> _Work to do_:
Please report every line of the records that contains the word "green", copying each such line in full. Matching is case-sensitive.

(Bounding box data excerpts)

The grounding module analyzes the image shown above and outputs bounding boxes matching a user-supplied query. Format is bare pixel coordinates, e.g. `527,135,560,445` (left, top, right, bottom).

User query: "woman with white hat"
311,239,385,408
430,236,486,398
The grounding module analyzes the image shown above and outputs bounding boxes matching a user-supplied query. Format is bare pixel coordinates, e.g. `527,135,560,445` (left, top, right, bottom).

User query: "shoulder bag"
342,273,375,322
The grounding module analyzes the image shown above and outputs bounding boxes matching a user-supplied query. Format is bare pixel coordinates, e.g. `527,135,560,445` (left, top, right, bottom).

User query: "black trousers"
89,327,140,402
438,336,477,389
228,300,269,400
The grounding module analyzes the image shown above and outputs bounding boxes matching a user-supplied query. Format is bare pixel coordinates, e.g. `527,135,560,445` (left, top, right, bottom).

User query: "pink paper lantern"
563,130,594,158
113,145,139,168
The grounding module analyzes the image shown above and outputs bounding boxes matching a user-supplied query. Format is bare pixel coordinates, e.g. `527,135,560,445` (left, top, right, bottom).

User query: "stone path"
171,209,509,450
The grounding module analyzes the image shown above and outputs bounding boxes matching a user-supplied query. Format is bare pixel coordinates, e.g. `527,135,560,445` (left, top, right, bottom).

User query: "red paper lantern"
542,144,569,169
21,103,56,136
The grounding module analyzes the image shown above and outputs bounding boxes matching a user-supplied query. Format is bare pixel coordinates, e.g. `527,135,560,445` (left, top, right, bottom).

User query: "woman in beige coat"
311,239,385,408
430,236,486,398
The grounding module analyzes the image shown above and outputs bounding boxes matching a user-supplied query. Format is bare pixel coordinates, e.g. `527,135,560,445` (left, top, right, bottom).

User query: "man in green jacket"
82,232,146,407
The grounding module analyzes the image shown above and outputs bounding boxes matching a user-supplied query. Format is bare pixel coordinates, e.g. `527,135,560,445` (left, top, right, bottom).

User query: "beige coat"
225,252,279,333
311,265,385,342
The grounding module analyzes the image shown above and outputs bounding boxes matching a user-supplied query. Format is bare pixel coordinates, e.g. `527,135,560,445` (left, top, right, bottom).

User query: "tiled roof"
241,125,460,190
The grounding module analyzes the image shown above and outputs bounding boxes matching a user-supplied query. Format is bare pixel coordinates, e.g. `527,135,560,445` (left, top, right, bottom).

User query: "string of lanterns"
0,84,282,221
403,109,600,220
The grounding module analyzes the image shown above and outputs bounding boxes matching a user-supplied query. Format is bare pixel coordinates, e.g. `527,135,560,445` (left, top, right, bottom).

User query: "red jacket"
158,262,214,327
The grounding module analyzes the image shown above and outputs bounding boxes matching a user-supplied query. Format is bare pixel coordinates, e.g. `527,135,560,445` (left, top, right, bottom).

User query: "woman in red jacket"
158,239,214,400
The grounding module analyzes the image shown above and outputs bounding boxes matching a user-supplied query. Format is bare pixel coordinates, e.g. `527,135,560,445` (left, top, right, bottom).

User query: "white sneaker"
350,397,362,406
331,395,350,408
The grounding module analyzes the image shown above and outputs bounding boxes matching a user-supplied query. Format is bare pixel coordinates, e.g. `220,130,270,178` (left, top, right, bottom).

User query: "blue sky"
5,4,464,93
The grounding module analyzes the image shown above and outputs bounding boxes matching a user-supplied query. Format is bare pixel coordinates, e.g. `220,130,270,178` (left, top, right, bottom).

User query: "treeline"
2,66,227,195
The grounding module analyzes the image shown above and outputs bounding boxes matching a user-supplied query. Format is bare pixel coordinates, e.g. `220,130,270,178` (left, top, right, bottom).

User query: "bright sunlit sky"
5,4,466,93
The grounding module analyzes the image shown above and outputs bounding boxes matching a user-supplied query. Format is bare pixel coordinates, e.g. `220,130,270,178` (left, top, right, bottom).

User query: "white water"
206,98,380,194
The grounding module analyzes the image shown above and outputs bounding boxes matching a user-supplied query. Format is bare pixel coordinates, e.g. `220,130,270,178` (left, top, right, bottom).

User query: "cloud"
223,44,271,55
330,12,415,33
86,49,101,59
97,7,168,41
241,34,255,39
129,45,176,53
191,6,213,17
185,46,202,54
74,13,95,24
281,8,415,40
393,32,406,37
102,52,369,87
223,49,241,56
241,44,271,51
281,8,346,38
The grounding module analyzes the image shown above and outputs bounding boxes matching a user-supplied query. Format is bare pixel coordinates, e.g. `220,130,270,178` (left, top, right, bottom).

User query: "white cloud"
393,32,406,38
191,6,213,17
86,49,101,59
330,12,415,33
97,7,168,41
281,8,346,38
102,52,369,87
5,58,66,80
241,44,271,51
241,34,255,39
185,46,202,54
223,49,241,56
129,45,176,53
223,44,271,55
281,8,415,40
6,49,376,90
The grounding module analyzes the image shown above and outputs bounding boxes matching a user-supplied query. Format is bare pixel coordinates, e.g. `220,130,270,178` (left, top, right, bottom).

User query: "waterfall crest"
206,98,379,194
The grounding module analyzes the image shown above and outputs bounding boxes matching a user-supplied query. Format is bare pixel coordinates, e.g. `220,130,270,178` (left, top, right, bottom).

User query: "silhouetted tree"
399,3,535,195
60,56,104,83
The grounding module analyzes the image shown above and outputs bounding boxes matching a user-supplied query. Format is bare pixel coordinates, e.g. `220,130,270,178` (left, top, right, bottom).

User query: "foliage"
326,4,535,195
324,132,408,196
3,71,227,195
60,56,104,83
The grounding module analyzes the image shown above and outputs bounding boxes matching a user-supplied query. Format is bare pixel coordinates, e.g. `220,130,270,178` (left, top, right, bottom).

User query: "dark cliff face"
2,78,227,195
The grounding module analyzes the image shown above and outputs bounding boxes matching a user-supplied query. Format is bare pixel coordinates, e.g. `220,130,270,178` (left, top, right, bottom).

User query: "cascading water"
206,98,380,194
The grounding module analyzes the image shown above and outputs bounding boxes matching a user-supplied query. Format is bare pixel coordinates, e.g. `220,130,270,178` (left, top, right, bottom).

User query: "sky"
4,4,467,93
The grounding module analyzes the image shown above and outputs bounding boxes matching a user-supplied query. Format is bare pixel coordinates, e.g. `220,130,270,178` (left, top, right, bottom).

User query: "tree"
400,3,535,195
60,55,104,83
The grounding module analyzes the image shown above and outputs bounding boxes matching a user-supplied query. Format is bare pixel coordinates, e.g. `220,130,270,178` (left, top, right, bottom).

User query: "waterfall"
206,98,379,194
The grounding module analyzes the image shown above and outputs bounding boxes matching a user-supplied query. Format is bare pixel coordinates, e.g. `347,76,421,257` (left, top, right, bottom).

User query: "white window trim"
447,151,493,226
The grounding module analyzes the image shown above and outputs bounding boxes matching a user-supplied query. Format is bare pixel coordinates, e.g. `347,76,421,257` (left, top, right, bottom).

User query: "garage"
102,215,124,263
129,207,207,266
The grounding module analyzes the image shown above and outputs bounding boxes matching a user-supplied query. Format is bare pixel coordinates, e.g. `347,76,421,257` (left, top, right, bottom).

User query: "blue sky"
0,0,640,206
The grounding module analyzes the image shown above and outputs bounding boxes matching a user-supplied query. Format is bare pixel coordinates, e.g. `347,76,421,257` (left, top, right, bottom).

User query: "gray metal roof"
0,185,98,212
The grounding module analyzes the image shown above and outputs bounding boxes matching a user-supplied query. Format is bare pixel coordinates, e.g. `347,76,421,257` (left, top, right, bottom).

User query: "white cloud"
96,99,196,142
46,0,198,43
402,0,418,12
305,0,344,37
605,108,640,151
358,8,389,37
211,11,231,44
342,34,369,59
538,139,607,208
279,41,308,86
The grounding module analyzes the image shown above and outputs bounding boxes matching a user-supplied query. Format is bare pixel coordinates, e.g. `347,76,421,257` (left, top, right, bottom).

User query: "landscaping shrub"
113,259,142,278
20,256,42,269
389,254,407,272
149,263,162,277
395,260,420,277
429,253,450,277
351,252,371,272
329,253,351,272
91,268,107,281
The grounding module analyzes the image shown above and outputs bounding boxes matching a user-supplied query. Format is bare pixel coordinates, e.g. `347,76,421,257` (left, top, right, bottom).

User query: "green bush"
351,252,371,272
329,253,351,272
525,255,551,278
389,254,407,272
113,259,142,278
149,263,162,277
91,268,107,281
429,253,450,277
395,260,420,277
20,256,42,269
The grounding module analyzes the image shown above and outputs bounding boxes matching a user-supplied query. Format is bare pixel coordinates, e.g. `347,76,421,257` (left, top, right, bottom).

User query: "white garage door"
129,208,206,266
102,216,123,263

> _Answer to the task_:
User query: "man in green jacket"
User query: "green bush"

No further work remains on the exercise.